Study text:
☆ ☆ ☆

Wednesday, October 8, 2008

Are oversized blazers okay again? And other questions.

I was wondering if perhaps it wasn’t a little too Seinfeld to blog about my trip to the dentist. But a little soul searching assured me that Seinfeld is now too removed from the gooey-grey membrane of social consciousness to do me any harm at all. After all, that Seinfeld chick got herself a new show and no longer does that big-in-front hair thing or those over sized blazers (both of which I found mysterious and intriguing). Furthermore, it’s either discussing the dentist or self-analyzing why I totally choked during the interview I had today, mainly as a result of its location in some big art-y loft with splatter paint and a mandatory legion of artsy folks loitering beautifully around.

So, I went to the dentist yesterday about a toothache. Previously I had never had anything resembling a toothache, and mostly associated the term with people crying and tying strips of cotton nonsensically around their heads. But apparently it’s just pain located in the tooth/gum region. After spending some time in the waiting room (no clocks in there, just plenty of comfy canvas chairs) I was escorted into an examination room.

Shortly my doctor/dentist/fellow bustled in and after lowering his substantial mass onto a stool briskly informed me that he was quite sorry, but I would have to postpone my deployment to the Middle East to allow time for a root-canal.

Endeavoring to be debonair I mumbling “Excuse me?” and waited while he leveled a patronizing look in my direction.

“There is no way around it, I’ve just been looking at your X-Rays,” he informed me, having apparently mistaken my awkward confusion for anger. Oh yeah. No dentist, you will not keep me out of the blistering heat and warfare.

☆ ☆ ☆

Questions:
- a) According to the dentist blog post, what did the waiting room have none of?
- b) Write the next part of the blog post about the dentist visit, picking up after its final sentence.

☆ ☆ ☆

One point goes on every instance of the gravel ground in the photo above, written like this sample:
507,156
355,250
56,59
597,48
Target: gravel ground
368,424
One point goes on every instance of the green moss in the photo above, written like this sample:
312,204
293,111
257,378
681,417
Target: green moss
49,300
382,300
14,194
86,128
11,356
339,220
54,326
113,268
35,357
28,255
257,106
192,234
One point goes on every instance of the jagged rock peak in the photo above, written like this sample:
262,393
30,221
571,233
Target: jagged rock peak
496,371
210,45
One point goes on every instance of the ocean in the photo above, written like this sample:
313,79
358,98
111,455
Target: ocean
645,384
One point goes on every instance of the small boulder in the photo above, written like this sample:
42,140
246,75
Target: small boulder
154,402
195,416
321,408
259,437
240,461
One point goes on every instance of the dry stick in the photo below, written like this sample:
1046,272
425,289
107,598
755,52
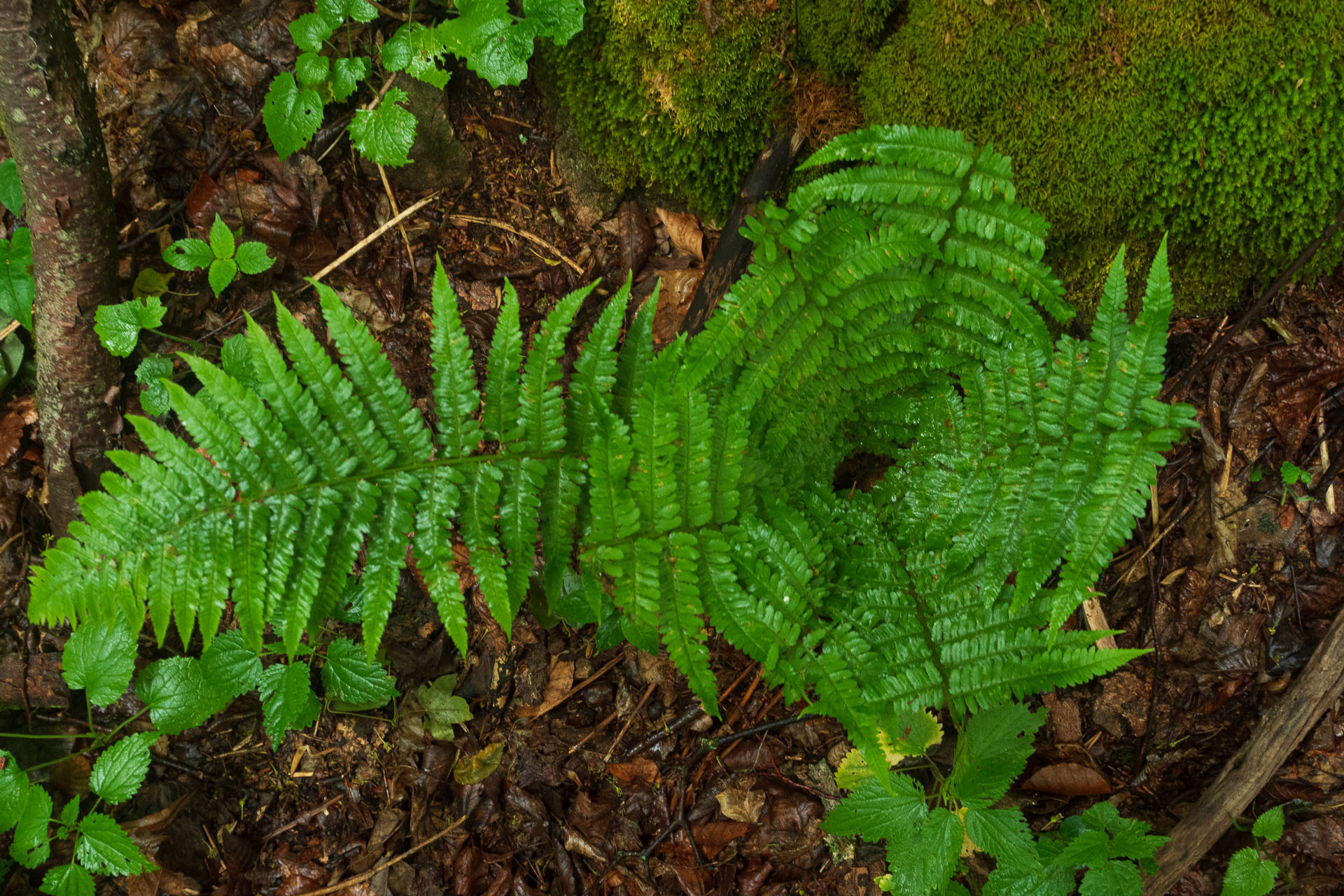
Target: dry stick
582,684
524,234
369,875
1253,766
1259,305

☆ ☆ ☆

Answers to the tasks:
- a) Clocks.

- b)
At this point I was flabbergasted. Please excuse me while I air some very trite military stereotypes, but I was amazing that he had mistaken me for an enlisted lady. I was sitting cross-legged on the examination chair, in all of my sloppy glory (the dental assistant had advised me to take out my “hair clippies” for the X-Ray) reading a magazine article on internet dating after forty (“A match made in cyber heaven?”).

Eventually I managed to convince the doctor that I had no military affiliation (“So your husband is being shipped out?”) and that I was not 27 or named Sarah. Thus mollified, he wandered off in search of her, and I was to my own devices for another hour.

Continuing on this theme, I had some comments to make about wisdom teeth. I want to talk about them because a set of impacted wisdom teeth is the source of my discomfort, and because I was lectured on all manner of wisdom tooth protocol by my dental assistant in the waning hours of my visit. She told me that most people have them out around 16 (a time when I was of course busy mystifying the local orthodontist with my chronic bad choice of bracket colors) and that I should have had them out long ago.

This is probably true, but the thing that I took some issue with was the association of anything with the word wisdom in it with a 16 year old. I know that I was certainly not wise at 16 and that there didn’t seem to be anyone particularly sage amongst my peers. I would summarize my mentality as a 16 year old by mentioning that I owned a hat with a propeller on top of it and suspected that the cruise control on my blazer was a “booster.”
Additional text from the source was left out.